**EXERCISE GOAL**.
Could you output every record below exactly as it appears?

**SOURCE INFORMATION**.
★ ★ ★ ★ ★ ★ ★

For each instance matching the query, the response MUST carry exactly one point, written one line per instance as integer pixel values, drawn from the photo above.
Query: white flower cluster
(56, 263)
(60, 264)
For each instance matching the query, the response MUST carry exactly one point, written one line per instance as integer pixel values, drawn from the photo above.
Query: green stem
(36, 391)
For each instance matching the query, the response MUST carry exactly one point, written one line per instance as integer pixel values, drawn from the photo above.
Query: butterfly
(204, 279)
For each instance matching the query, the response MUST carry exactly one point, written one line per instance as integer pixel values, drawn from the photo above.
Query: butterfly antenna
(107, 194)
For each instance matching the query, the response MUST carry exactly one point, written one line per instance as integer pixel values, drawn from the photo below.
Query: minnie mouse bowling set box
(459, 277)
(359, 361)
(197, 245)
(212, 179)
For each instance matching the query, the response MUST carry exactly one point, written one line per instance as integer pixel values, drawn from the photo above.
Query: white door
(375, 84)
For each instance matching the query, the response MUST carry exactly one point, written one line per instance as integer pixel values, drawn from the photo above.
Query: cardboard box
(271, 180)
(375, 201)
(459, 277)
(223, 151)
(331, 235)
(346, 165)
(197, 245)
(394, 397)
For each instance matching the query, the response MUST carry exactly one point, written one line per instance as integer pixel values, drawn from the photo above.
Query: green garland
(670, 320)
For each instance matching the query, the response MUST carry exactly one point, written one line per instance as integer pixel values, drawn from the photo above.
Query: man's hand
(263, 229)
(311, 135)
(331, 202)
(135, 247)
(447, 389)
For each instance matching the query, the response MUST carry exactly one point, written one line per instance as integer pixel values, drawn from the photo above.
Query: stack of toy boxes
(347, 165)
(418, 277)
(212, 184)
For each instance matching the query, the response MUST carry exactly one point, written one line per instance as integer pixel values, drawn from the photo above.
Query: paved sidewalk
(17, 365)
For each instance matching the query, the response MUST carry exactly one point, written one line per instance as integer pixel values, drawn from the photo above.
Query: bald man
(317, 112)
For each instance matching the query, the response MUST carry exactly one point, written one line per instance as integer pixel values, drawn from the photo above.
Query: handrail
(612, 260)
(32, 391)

★ ★ ★ ★ ★ ★ ★

**FINISHED EXERCISE**.
For each instance matching the query, the response MUST carry exactly one point, written one line per instance as integer pixel values, drawn from the photo above.
Query: white flower cluster
(56, 263)
(60, 264)
For each instance matching the query, the response MUST carry exactly one point, written one line per instance as integer pixel values, drawn from the photo above.
Query: green stem
(36, 391)
For each instance matching the query, the response MUST carry exactly one point, written one line per instance as integer pixel values, drawn from the photo above.
Query: butterfly
(204, 279)
For each instance matching the query, the response MUST carry exactly one point, written one line per instance as integer pixel values, drawn from the photo above.
Query: butterfly antenna
(107, 194)
For each instance matching the query, the response MUST carry exactly one point, written one line per instance as integer pixel values, drawn from the photo below.
Query: minnie mouse bowling set box
(459, 277)
(359, 361)
(197, 245)
(212, 179)
For each instance matching the query, the response MUST carry exactly one point, written one line per instance as integer pixel values, drawn from the photo above.
Query: white door
(375, 84)
For each instance matching the query, the response MUST carry exactly one point, written one line per instance as integer pixel values, drawn from the photo above.
Query: cardboard box
(271, 180)
(375, 201)
(459, 277)
(223, 151)
(331, 235)
(346, 165)
(197, 245)
(394, 397)
For each instance matching the query, the response MUST carry exactly one point, written one line per instance as integer pixel values, drawn from the photo above.
Query: green garland
(670, 320)
For each instance matching the query, the response MUST carry exactly one point, written one line per instance as integer pixel values, drawn from the photo above.
Query: man's hand
(263, 229)
(311, 135)
(331, 202)
(135, 247)
(447, 389)
For each instance matching the query, the response MUST carry exactly one point, written one line per instance as integer pixel values, drawn from the photo above.
Query: stack of toy boxes
(347, 165)
(418, 277)
(212, 184)
For each instance matching the query, the response MUST carry exactly one point, written one line per instance as integer pixel values, drawn from the photo above.
Query: paved sidewalk
(17, 365)
For each instance matching the query, the response MUST carry exactly one point, written one line per instance as integer pixel values, drawn from the photo above.
Query: bald man
(317, 112)
For each instance matching the query, the response MUST carry exactly one point, written one line per instance as integer pixel values, drawn from the photo above.
Query: handrail
(612, 260)
(32, 391)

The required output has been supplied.